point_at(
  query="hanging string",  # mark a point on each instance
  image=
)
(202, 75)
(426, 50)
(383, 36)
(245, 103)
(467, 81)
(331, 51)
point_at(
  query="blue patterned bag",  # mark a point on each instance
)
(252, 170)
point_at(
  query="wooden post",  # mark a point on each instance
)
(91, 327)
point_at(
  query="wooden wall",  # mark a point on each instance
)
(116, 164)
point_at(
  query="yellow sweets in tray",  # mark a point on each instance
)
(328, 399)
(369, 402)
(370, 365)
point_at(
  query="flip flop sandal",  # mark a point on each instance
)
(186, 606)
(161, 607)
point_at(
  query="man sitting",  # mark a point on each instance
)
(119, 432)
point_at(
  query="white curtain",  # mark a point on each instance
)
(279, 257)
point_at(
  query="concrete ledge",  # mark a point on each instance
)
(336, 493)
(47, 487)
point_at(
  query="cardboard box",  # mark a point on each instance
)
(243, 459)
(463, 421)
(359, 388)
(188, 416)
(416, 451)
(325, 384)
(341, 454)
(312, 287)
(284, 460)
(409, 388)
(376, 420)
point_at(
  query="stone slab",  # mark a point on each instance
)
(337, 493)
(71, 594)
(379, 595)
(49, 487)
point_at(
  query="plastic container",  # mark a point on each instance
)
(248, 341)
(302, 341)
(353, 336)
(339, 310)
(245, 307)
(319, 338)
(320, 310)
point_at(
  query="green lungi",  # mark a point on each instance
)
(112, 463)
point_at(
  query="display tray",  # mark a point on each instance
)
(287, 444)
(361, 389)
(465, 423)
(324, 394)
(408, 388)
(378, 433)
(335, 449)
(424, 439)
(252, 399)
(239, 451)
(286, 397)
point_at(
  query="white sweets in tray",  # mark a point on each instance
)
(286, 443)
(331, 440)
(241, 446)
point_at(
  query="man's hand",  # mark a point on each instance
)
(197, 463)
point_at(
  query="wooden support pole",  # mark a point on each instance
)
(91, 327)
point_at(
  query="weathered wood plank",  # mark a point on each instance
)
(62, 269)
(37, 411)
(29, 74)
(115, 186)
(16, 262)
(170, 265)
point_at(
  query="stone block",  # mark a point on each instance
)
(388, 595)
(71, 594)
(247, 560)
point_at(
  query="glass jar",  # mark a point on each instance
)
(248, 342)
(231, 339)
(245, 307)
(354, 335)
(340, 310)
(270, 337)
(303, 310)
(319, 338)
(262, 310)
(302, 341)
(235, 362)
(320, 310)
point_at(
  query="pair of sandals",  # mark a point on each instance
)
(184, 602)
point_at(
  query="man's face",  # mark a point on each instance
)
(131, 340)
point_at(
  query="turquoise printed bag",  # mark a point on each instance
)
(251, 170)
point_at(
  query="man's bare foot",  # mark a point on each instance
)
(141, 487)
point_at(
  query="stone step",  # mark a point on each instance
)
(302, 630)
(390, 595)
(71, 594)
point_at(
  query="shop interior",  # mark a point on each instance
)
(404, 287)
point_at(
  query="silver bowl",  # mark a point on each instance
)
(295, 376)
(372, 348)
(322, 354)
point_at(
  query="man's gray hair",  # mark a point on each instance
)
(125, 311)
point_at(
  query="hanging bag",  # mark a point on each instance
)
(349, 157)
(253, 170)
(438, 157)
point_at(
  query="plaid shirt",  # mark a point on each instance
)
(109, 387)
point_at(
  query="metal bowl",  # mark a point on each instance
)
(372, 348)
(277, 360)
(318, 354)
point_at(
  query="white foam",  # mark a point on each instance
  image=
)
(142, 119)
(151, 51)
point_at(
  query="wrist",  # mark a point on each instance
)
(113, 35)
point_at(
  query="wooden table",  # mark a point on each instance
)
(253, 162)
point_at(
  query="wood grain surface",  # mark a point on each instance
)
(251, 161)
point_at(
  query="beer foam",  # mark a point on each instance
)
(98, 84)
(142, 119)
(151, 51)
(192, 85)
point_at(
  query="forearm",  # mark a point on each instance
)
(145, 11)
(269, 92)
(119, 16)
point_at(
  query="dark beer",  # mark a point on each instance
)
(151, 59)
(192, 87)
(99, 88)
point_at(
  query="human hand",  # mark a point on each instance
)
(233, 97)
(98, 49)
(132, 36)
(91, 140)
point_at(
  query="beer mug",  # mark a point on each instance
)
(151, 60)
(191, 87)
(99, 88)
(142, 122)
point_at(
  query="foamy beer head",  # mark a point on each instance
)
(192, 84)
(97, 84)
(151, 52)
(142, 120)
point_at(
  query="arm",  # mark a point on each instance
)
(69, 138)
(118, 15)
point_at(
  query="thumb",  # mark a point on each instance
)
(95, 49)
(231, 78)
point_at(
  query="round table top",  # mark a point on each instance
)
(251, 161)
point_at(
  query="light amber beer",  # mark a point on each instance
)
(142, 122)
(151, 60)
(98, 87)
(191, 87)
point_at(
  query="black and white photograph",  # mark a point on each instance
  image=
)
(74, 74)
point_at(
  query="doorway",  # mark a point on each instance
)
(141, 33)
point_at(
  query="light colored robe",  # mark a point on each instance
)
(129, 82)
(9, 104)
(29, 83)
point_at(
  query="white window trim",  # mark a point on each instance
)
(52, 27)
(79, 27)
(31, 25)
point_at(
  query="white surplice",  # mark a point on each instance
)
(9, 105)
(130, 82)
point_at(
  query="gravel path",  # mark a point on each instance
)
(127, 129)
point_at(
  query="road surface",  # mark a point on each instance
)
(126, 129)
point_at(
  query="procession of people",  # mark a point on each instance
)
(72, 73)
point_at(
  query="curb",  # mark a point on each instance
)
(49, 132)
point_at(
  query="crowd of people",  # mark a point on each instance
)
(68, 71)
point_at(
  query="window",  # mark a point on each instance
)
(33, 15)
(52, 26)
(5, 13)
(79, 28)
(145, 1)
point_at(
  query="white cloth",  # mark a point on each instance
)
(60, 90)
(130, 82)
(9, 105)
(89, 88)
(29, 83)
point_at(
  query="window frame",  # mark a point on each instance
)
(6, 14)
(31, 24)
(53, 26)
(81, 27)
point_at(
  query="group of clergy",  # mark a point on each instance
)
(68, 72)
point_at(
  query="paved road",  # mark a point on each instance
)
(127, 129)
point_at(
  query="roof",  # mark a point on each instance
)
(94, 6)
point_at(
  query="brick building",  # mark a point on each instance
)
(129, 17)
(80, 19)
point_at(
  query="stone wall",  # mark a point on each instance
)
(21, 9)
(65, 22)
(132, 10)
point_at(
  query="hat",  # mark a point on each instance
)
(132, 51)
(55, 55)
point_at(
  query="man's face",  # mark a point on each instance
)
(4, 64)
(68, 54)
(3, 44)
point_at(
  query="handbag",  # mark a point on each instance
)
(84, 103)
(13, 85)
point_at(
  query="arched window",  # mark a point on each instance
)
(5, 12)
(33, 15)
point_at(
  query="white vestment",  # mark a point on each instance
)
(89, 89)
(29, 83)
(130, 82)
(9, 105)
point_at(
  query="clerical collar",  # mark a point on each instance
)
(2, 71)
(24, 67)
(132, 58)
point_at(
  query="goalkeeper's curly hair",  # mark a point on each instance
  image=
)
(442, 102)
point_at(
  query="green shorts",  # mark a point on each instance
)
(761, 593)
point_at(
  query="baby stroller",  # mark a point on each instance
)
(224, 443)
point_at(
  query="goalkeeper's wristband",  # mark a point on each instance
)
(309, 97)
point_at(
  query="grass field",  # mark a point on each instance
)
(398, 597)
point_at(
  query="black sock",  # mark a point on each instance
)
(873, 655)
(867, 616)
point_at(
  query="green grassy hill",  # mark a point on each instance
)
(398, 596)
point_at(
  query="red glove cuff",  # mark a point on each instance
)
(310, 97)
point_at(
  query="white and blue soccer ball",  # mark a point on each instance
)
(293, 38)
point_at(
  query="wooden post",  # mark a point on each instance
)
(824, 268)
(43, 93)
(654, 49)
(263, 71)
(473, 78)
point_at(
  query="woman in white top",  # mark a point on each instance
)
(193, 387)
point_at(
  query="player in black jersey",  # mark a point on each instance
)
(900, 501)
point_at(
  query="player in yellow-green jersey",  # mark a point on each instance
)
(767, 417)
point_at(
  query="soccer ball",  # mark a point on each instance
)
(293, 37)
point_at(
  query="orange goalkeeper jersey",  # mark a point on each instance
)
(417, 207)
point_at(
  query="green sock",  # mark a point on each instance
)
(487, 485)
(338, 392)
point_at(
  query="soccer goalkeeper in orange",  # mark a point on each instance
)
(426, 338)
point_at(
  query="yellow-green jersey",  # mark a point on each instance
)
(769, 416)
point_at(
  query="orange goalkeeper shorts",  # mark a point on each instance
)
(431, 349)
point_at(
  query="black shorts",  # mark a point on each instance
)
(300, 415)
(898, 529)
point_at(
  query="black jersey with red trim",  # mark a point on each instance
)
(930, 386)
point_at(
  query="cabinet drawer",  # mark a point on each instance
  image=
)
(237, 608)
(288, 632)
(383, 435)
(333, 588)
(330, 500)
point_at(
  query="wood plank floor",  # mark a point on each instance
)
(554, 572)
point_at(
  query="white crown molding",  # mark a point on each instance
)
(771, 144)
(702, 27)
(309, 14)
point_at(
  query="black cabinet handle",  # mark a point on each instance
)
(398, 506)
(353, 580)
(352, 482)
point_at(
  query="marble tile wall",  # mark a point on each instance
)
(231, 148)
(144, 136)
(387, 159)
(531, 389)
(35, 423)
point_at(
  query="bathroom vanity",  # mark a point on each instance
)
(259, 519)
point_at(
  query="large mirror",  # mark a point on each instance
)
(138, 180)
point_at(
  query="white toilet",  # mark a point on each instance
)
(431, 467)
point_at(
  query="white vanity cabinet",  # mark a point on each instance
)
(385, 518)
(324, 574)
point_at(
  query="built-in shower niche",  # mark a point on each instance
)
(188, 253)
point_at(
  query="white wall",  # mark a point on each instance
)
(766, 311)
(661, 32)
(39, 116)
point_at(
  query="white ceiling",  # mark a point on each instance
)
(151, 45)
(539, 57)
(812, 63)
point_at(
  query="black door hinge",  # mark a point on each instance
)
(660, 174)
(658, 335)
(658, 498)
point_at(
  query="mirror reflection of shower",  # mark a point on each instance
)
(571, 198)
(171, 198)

WHAT THE TASK REQUIRES ->
How many lines in the items above contain the string "wall" with case counted? Reply with the number alone.

EXERCISE SOLUTION ->
4